* EXCERPT
-------------------------

No Two Datasets Or Houses Are Alike: Piloting A New Method for Machine Learning Real Estate Analysis
What are the Most Important Insights from this Project?
Machine Learning is a powerful predictive tool, but one that requires a significant amount of pre-processing work, mindful model selection, and resource-intensive hyperparameter tuning. As such, it is important to have significant and targeted questions in mind prior to starting this endeavor. Thankfully, with the help of machine learning models, this housing dataset from the town of Ames, Iowa lends itself to valuable and actionable insights that can be applied to other real estate markets. Housing affordability has become an even more important issue in the 11 years since this data was compiled, and insights from this data can help point to what elements of a house are the most likely to influence its price. This type of information is critical for sellers and realtors looking for a marketing edge or deciding what to remodel before putting a house on the market, as well as for developers deciding which features to include in a new property. In addition, buyers can use machine learning-generated price prediction data to have a better sense of what a house should be priced at, helping them negotiate down overpriced houses and identify great deals on underpriced ones. Together, these insights help all players in the real estate market make well-informed decisions in order to maximize their return on investment and use their resources wisely.

-------------------------

* WHAT YOU NEED TO DO
Condense the paragraph starting "Machine Learning is a powerful predictive tool" from the real estate machine learning text into a short bulleted list that keeps its main facts.

* DATA EXTRACT
-------------------------

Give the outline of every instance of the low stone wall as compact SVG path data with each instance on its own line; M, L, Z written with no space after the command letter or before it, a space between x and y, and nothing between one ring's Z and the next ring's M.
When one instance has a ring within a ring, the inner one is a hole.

-------------------------

* ANSWER IN FULL
- Machine learning predicts well but needs substantial pre-processing, careful model selection, and resource-intensive hyperparameter tuning, so targeted questions should be set beforehand.
- With machine learning models, the housing dataset from Ames, Iowa yields actionable insights that can apply to other real estate markets.
- Housing affordability has grown more important in the 11 years since the data was compiled, and the data can show which house features most likely influence price.
- Sellers and realtors can use this to gain a marketing edge or choose what to remodel before listing. Developers can use it to decide which features to include in new properties.
- Buyers can use predicted prices to negotiate down overpriced houses and spot underpriced ones.
- Overall, these insights help everyone in the market make informed decisions, maximize return on investment, and use resources wisely.